### The request
Quote the line containing "Please identify the black boot" and all lines that follow it in the listing below, exactly as written.

(Point placement records)
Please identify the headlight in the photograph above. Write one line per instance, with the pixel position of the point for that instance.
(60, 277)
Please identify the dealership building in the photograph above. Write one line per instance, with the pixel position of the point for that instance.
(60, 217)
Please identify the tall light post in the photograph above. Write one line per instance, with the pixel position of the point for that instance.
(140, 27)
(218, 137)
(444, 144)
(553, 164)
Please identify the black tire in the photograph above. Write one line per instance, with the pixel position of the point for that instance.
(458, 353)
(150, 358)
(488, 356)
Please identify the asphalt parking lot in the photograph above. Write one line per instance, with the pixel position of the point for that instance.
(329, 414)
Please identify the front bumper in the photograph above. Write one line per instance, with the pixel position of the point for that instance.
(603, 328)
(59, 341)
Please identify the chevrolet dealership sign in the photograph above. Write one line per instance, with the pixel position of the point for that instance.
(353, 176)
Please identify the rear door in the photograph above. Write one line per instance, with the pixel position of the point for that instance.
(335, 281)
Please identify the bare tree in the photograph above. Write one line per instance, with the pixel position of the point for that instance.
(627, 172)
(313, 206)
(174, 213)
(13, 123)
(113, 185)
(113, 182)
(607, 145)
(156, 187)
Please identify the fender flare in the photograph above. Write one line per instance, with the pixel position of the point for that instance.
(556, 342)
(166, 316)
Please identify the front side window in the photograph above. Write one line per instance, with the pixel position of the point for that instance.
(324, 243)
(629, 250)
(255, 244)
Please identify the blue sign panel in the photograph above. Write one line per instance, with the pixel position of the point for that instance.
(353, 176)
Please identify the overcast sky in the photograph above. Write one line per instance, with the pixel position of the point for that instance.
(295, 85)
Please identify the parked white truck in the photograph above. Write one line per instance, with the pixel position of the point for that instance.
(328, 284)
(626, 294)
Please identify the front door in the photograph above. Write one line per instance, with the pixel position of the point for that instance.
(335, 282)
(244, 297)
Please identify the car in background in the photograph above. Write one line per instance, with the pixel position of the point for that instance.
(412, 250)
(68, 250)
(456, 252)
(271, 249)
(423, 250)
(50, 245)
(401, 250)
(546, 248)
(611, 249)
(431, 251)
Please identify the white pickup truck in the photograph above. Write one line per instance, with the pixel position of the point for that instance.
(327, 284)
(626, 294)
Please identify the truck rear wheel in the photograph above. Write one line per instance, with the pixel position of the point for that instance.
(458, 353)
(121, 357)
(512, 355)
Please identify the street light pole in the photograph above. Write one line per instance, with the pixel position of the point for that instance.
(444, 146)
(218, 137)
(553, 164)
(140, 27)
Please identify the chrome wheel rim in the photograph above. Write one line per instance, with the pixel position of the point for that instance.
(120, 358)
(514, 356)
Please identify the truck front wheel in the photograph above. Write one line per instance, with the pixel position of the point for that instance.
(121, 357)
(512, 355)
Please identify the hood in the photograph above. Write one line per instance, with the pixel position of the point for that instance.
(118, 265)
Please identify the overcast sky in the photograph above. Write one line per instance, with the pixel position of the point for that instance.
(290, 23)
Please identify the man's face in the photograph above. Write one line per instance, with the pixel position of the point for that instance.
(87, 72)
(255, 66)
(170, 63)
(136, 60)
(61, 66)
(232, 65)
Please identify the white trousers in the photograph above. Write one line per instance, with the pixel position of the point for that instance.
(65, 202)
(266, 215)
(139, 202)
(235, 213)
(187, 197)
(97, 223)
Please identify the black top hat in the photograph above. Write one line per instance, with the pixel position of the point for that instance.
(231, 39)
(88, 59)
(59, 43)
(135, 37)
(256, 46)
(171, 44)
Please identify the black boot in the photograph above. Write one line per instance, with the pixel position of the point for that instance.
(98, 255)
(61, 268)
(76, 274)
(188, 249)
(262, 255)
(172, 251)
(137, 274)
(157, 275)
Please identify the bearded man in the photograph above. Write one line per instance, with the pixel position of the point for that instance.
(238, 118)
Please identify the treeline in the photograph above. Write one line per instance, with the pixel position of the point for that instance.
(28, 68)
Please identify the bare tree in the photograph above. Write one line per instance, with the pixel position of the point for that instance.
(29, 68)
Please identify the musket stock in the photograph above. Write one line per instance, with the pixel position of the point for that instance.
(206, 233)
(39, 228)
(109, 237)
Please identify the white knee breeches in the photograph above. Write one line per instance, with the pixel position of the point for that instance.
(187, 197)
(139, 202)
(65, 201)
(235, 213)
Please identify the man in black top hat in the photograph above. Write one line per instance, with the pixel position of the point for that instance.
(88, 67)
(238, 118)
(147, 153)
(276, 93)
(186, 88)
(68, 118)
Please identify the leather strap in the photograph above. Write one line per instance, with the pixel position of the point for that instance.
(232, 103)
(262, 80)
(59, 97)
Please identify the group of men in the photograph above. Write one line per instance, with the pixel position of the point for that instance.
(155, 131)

### Response below
Please identify the black boot in the photograph above. Write one line per instance, with the pixel position of the point for that instance.
(98, 255)
(61, 268)
(76, 274)
(188, 249)
(262, 255)
(172, 251)
(137, 274)
(157, 275)
Please identify the bearded man in the photograph above. Write one line per instance, with the pixel position of the point for that instance.
(238, 118)
Please identify the treeline in the photograph above. Write one line per instance, with the pixel position of the point for that instance.
(28, 68)
Please identify the bare tree in the photograph above. Write one line per instance, with the pixel position of the point for that instance.
(29, 68)
Please identify the musket stock in the photograph above. Write one line per instance, with the pixel position of the point for that instance.
(206, 233)
(39, 228)
(109, 237)
Please identify the white knee breeches in the photograph above. Write one line per instance, with the pixel position of the point for that instance.
(187, 197)
(139, 202)
(65, 201)
(235, 213)
Please identify the man in black top hat in the photograph above. Write one line per instance, with the pixel position of the point for that instance.
(88, 67)
(238, 118)
(147, 153)
(276, 93)
(186, 88)
(68, 118)
Please identify the leather strap in the photograph above. Write one line per instance, with the pixel position of the point for that instance.
(232, 103)
(262, 80)
(59, 97)
Please identify the group of men in the photograph above. Write one line per instance, with the pixel position of the point for that instance.
(155, 131)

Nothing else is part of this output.